• **Extrait du document**:
===============
D’abord par leurs bides répétés ! Alors que la fréquentation des salles a augmenté en France de 11 % en 2001 et que le cinéma français résiste bien contre le bulldozer américain, les rares films de réalisateurs d’ascendance africaine ont bien du mal à rencontrer un public occidental qui se contrefout de l’Afrique réelle, différente de l’image qu’il s’en fait, après l’avoir largement exotisée dans les années 80. L’Afrique est au ban du monde, son cinéma itou.
Ensuite par la manière dont on en parle. Ou n’en parle pas. Car l’invisibilité des Noirs que l’on fait mine de découvrir ces derniers temps dans l’audiovisuel français trouve sa pareille au cinéma. Il n’y a guère que les films américains pour mettre leur quota de Blacks à l’écran. Dans les revues spécialisées, les cinémas d’Afrique sont aussi absents que dans les sélections cannoises : aucune étude d’envergure. La méconnaissance croise l’ignorance absolue. Les critiques qui s’attachent à bien connaître la cinématographie du plus grand continent du monde se comptent sur les doigts d’une main. Et lorsque les Cahiers du Cinéma s’y risquent (n°557), c’est pour développer une vision misérabiliste, sous le titre « L’Afrique fantôme ». Leiris, auteur du livre éponyme, se référait à tout autre chose : la difficulté de l’appréhender. L’Afrique n’est pas fantôme : c’est nous qui ne l’écoutons pas !
===============
Pouvez-vous extraire mot pour mot, en entier, l'extrait ci-dessus sur les cinémas d'Afrique ?

• **Entrées répertoriées**:
===============
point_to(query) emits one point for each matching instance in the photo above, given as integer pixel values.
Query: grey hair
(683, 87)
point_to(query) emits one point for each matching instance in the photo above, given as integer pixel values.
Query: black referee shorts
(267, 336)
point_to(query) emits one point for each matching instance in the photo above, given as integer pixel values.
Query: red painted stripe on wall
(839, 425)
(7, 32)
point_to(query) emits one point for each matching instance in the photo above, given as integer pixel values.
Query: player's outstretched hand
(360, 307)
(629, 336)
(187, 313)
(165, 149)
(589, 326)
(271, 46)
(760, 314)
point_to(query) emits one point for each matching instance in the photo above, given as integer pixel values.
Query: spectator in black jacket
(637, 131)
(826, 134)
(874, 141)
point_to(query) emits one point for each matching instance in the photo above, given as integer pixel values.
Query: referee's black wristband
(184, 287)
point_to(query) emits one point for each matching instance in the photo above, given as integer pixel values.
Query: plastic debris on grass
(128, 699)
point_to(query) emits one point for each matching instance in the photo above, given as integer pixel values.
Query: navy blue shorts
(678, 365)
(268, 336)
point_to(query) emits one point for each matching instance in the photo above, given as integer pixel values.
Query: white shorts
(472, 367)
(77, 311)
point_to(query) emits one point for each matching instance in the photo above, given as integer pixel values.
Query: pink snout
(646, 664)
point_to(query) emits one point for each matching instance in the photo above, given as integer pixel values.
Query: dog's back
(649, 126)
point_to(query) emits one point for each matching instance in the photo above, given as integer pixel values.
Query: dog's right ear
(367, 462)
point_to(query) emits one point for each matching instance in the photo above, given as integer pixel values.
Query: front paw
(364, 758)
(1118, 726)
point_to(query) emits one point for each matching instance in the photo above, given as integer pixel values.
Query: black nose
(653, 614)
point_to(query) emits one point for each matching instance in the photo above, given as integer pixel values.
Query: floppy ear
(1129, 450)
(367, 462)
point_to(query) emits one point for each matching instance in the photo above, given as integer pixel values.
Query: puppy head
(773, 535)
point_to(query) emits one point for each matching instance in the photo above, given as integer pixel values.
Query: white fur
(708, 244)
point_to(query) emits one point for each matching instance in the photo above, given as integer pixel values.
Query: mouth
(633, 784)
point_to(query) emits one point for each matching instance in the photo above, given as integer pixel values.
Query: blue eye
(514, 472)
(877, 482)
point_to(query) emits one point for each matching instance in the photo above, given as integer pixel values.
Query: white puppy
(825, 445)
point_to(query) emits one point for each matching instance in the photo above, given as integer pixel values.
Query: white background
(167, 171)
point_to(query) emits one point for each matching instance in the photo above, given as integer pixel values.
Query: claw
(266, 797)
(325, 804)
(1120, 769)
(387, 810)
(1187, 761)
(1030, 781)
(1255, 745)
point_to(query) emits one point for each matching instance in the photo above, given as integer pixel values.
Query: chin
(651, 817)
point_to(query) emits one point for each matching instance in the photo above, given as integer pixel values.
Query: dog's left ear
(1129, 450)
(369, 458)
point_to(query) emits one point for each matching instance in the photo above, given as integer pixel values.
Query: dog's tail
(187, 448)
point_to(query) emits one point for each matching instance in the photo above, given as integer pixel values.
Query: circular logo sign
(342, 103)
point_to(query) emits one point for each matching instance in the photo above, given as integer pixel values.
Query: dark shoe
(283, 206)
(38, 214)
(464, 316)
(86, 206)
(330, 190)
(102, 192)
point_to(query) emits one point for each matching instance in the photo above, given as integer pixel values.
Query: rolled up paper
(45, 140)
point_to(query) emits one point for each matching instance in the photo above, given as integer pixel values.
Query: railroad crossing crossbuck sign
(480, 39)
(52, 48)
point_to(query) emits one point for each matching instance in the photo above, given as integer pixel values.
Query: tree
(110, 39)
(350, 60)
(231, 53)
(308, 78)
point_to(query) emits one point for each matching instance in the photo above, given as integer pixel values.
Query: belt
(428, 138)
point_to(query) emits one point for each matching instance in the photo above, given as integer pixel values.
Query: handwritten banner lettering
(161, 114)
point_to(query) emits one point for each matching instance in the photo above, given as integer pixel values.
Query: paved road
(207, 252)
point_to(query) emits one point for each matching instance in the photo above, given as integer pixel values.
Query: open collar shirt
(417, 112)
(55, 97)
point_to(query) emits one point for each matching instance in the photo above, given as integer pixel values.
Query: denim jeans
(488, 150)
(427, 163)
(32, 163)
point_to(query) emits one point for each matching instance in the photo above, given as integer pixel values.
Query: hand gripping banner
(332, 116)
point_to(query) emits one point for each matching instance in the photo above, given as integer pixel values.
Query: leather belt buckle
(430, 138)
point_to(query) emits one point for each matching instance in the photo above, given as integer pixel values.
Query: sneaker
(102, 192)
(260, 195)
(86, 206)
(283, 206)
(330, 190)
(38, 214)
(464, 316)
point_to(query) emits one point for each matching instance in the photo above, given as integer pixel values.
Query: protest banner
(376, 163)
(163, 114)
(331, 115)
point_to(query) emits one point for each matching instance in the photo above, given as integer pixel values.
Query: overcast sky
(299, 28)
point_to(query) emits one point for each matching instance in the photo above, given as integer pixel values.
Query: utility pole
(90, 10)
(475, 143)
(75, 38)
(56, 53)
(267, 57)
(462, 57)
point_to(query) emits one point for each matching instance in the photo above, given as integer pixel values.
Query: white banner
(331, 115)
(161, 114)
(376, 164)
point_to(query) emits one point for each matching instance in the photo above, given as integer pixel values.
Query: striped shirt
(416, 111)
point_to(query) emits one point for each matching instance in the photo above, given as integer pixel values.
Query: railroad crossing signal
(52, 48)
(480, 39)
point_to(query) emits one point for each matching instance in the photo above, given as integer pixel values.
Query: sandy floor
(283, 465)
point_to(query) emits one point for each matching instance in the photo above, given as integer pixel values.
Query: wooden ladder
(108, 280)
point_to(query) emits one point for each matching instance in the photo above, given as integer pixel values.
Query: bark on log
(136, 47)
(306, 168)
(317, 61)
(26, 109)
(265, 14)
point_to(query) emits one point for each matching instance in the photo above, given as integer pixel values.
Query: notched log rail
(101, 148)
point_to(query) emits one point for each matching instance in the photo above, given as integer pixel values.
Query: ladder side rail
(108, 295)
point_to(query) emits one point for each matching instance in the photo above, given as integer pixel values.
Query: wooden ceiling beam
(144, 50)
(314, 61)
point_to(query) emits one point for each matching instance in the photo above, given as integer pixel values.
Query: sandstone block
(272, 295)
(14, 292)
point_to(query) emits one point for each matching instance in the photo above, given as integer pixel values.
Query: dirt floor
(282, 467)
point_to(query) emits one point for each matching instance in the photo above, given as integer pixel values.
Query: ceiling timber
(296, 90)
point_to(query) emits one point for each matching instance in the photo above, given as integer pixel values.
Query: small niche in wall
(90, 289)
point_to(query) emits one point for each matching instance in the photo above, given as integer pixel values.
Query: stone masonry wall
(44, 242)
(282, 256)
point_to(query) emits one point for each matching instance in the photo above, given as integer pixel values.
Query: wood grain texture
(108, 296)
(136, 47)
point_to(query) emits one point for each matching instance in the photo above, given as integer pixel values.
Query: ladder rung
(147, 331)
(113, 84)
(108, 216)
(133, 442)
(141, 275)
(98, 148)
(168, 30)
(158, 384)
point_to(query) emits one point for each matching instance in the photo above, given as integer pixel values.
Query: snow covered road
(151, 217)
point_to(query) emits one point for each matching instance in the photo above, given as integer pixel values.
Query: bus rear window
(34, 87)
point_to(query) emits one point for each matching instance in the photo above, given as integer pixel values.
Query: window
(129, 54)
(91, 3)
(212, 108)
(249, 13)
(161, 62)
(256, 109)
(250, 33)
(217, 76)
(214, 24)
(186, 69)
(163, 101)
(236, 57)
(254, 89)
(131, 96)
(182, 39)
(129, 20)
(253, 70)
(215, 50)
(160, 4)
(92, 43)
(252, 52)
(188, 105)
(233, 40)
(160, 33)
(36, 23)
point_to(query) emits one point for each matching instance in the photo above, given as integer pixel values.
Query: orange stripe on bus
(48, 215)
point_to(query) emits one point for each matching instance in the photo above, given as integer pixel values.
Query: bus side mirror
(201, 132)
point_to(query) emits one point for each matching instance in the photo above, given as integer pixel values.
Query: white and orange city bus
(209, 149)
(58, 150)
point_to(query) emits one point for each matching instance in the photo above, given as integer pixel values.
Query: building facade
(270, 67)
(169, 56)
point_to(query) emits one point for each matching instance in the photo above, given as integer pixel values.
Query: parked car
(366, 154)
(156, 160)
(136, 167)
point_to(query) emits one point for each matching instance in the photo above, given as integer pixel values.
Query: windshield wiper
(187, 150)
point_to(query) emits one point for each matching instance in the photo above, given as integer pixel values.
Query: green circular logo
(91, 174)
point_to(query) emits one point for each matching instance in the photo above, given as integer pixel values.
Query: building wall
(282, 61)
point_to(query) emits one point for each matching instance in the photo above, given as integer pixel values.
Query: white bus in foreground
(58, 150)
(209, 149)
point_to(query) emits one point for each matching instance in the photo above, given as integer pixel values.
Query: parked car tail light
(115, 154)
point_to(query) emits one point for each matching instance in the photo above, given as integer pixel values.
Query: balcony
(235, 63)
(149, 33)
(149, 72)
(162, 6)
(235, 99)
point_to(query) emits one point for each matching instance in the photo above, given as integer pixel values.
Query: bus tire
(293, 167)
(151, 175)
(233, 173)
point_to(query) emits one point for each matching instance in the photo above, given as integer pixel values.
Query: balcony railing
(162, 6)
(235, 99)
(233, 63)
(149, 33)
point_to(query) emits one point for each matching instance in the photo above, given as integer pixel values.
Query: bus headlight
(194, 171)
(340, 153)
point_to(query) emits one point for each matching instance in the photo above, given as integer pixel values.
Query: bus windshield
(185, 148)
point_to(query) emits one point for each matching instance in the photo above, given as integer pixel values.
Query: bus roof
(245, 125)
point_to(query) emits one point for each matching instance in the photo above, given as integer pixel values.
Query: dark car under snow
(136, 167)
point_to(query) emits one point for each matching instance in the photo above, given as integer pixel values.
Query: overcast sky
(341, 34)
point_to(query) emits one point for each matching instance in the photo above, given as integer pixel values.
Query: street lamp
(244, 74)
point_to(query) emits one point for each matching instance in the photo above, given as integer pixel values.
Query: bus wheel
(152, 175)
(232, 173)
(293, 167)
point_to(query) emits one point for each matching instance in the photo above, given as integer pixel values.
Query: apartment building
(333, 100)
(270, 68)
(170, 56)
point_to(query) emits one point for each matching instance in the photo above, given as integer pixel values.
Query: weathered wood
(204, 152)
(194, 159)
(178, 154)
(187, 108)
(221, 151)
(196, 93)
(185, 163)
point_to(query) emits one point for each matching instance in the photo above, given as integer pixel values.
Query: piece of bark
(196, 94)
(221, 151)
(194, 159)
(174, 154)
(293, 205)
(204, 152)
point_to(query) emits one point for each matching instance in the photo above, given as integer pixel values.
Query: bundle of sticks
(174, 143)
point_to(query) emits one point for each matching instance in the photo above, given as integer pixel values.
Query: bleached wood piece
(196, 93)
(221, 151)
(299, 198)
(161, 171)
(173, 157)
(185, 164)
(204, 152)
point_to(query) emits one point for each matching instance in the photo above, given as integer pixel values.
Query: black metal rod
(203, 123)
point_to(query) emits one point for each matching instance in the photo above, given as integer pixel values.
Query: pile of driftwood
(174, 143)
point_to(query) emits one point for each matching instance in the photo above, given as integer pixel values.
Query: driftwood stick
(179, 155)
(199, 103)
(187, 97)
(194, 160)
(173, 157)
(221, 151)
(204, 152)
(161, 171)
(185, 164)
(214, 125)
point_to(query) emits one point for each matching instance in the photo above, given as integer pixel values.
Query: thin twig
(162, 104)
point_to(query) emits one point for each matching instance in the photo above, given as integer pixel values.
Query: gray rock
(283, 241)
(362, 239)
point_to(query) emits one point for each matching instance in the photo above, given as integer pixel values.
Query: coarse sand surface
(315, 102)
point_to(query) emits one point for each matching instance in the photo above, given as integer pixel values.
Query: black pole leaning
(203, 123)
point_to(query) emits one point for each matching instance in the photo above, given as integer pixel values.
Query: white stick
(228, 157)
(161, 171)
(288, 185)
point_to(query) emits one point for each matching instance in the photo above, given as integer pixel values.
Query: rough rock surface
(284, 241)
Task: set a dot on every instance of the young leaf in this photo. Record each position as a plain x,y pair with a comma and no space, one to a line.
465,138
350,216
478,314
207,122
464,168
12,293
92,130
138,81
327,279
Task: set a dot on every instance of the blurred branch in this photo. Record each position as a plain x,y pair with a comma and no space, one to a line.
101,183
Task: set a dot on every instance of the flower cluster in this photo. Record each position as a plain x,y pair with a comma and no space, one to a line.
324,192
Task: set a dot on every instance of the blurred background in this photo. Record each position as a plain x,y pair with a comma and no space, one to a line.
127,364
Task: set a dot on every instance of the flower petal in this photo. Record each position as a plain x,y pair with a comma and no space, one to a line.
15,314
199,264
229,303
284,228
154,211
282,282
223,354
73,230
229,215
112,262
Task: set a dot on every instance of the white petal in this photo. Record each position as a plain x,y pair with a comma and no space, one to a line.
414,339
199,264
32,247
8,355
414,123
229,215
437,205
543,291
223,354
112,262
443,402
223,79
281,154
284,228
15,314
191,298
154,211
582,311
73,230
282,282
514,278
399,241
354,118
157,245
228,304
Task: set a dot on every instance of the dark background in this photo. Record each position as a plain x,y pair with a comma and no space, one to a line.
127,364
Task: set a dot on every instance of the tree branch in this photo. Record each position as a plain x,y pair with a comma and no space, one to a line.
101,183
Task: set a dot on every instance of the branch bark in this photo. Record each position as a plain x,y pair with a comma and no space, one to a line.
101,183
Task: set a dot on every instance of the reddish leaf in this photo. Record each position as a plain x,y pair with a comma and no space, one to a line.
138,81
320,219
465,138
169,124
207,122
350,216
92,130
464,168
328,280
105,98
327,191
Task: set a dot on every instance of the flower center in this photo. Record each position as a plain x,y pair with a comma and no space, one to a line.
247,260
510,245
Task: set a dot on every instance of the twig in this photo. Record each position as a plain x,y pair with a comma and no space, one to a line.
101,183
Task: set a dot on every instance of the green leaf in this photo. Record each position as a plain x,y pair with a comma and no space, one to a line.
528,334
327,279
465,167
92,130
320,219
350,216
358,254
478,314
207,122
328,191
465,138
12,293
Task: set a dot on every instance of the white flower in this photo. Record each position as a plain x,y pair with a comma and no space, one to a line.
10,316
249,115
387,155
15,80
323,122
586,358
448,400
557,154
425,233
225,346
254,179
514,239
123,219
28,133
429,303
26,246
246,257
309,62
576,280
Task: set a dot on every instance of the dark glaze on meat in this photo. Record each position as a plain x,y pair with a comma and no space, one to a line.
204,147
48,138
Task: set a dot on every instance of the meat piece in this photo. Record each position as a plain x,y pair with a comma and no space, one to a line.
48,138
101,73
===============
• **Réponse complète**:
D’abord par leurs bides répétés ! Alors que la fréquentation des salles a augmenté en France de 11 % en 2001 et que le cinéma français résiste bien contre le bulldozer américain, les rares films de réalisateurs d’ascendance africaine ont bien du mal à rencontrer un public occidental qui se contrefout de l’Afrique réelle, différente de l’image qu’il s’en fait, après l’avoir largement exotisée dans les années 80. L’Afrique est au ban du monde, son cinéma itou.
Ensuite par la manière dont on en parle. Ou n’en parle pas. Car l’invisibilité des Noirs que l’on fait mine de découvrir ces derniers temps dans l’audiovisuel français trouve sa pareille au cinéma. Il n’y a guère que les films américains pour mettre leur quota de Blacks à l’écran. Dans les revues spécialisées, les cinémas d’Afrique sont aussi absents que dans les sélections cannoises : aucune étude d’envergure. La méconnaissance croise l’ignorance absolue. Les critiques qui s’attachent à bien connaître la cinématographie du plus grand continent du monde se comptent sur les doigts d’une main. Et lorsque les Cahiers du Cinéma s’y risquent (n°557), c’est pour développer une vision misérabiliste, sous le titre « L’Afrique fantôme ». Leiris, auteur du livre éponyme, se référait à tout autre chose : la difficulté de l’appréhender. L’Afrique n’est pas fantôme : c’est nous qui ne l’écoutons pas !